TRABALHO A FAZER: Transcreva fielmente as linhas, começando pela que contém "It would be wonderful if you could pinpoint every blue label" e terminando na que contém "[308,341,389,367]", com as duas incluídas.

REGISTROS A PROCESSAR:
****************************************
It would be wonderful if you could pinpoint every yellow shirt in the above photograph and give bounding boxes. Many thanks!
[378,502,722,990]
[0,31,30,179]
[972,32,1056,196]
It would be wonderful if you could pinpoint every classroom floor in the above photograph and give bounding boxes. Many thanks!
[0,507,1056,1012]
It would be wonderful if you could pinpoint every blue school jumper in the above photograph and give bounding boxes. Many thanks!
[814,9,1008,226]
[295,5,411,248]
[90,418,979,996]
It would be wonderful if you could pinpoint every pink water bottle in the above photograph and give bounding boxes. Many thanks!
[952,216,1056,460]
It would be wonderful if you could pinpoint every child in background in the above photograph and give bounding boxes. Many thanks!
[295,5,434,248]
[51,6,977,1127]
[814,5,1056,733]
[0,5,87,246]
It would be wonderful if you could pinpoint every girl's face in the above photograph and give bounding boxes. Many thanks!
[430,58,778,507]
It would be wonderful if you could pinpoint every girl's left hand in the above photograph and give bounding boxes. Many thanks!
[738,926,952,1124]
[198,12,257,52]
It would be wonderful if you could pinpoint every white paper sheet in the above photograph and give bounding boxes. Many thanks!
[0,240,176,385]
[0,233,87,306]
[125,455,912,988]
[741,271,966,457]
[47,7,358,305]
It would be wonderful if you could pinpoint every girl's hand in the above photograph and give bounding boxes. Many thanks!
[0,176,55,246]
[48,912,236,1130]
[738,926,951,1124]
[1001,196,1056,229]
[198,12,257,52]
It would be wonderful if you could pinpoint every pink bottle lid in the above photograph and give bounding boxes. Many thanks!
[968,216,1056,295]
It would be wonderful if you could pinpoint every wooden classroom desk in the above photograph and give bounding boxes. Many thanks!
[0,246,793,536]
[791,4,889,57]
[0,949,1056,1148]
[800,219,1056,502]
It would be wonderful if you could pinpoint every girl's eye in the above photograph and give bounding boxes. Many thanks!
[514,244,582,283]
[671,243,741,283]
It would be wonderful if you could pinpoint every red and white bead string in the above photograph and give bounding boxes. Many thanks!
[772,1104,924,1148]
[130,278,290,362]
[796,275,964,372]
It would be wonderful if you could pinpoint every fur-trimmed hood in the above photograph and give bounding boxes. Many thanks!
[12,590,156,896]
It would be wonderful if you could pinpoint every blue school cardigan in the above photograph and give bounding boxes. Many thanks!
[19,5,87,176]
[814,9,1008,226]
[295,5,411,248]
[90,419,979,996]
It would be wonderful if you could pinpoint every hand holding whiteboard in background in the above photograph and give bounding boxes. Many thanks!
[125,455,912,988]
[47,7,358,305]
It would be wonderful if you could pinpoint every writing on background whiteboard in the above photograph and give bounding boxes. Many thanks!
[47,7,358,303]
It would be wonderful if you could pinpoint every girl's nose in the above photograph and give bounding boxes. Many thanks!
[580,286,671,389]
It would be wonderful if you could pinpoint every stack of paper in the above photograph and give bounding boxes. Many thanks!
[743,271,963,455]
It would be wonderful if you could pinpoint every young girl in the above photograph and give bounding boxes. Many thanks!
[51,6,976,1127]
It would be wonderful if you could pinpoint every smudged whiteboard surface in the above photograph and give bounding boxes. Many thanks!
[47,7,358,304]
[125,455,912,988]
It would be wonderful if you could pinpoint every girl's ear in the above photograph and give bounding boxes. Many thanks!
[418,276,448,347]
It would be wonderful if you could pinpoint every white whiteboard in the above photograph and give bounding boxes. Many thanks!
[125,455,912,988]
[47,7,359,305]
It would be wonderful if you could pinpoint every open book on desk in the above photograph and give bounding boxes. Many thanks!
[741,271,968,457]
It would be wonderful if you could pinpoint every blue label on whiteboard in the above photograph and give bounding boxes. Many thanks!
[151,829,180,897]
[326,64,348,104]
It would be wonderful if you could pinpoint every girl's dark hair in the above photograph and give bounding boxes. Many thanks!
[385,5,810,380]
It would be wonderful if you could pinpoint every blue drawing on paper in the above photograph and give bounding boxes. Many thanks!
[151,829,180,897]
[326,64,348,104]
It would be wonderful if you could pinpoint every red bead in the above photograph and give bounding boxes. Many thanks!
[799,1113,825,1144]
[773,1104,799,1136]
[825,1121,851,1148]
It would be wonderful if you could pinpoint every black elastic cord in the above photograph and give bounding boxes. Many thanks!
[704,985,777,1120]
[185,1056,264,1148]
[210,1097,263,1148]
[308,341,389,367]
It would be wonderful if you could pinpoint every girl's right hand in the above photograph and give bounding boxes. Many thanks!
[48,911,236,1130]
****************************************
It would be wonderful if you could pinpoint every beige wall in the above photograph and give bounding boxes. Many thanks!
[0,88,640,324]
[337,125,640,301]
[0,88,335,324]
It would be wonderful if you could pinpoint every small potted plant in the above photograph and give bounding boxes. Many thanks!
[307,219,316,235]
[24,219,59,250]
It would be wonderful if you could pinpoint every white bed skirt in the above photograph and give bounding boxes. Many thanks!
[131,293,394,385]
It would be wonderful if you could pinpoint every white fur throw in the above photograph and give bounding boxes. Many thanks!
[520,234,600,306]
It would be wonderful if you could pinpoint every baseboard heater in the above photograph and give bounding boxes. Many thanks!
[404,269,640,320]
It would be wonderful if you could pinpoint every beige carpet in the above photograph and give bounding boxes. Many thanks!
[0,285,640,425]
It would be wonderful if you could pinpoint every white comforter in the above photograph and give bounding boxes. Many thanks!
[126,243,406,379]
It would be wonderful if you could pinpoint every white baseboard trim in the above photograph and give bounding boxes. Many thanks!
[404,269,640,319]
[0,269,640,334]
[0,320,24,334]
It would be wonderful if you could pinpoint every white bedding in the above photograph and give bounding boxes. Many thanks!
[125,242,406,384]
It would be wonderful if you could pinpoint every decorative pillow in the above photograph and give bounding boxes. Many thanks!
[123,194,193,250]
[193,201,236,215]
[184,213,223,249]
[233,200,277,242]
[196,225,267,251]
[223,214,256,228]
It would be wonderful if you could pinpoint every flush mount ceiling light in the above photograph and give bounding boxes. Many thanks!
****************************************
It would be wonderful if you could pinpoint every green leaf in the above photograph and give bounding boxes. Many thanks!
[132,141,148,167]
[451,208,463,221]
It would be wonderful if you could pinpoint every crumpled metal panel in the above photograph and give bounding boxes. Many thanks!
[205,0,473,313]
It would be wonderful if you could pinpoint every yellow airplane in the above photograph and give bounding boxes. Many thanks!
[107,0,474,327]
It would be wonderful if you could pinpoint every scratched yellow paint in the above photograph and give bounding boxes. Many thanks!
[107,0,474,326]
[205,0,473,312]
****************************************
A RESPOSTA:
It would be wonderful if you could pinpoint every blue label on whiteboard in the above photograph and give bounding boxes. Many thanks!
[151,829,180,897]
[326,64,348,104]
It would be wonderful if you could pinpoint every girl's dark hair in the above photograph and give bounding boxes. Many thanks!
[385,5,810,380]
It would be wonderful if you could pinpoint every blue drawing on paper in the above photograph and give bounding boxes. Many thanks!
[151,829,180,897]
[326,64,348,104]
It would be wonderful if you could pinpoint every red bead in the above photograph and give bounding boxes. Many thanks!
[799,1113,825,1144]
[773,1104,799,1136]
[825,1121,851,1148]
It would be wonderful if you could pinpoint every black elastic cord in the above photograph and give bounding boxes. Many thanks!
[704,985,777,1120]
[185,1056,264,1148]
[210,1097,263,1148]
[308,341,389,367]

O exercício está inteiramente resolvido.